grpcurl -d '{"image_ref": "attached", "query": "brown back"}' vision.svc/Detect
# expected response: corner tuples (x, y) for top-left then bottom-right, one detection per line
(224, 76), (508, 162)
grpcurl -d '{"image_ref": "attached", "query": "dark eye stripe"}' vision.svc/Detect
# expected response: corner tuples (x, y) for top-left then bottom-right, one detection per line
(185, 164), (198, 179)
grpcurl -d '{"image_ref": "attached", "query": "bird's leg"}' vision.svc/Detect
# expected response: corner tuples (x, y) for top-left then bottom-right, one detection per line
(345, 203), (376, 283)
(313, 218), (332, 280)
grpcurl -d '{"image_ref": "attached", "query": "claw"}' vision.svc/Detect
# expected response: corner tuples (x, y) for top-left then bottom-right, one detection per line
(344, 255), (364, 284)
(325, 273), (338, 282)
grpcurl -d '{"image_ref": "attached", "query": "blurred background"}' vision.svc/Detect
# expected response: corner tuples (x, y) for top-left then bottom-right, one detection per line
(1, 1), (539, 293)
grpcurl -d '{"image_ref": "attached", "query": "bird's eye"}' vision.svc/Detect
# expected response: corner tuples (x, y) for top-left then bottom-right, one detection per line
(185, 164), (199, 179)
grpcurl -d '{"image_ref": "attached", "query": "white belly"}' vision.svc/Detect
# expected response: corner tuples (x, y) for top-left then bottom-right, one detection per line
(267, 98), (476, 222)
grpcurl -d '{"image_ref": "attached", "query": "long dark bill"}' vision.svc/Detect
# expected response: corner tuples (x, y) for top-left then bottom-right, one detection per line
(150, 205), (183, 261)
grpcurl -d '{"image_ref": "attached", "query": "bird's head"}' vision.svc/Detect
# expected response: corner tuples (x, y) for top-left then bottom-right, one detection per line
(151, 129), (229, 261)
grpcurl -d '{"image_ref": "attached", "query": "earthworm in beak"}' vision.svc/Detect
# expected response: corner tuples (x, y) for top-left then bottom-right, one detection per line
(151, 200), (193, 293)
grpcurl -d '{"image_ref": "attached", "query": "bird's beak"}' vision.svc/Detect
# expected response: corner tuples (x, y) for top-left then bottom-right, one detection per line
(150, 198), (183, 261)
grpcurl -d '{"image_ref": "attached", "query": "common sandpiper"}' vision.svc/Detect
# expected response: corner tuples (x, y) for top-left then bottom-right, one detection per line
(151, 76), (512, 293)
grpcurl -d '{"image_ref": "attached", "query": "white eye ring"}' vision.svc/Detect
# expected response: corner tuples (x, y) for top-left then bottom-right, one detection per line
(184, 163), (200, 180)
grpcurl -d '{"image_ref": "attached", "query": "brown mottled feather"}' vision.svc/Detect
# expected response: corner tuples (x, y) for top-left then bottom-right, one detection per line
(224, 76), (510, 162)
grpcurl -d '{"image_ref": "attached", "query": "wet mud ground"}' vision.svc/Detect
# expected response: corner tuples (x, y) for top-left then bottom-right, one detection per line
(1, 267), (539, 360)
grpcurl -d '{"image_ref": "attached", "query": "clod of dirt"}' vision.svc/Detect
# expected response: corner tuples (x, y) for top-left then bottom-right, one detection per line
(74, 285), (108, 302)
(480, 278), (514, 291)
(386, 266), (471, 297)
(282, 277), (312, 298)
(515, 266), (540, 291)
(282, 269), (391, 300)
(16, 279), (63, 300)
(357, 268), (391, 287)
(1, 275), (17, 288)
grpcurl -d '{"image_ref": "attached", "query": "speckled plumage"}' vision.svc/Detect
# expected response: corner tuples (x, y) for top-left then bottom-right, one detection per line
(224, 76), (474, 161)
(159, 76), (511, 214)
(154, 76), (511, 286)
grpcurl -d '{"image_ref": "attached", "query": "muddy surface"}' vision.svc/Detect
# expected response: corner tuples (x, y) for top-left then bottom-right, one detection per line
········
Copy out each line of the records where the word "dark" appears.

grpcurl -d '{"image_ref": "attached", "query": "dark eye stripe"}' vision.svc/Detect
grpcurl -d '{"image_ref": "attached", "query": "long dark bill"}' vision.svc/Detect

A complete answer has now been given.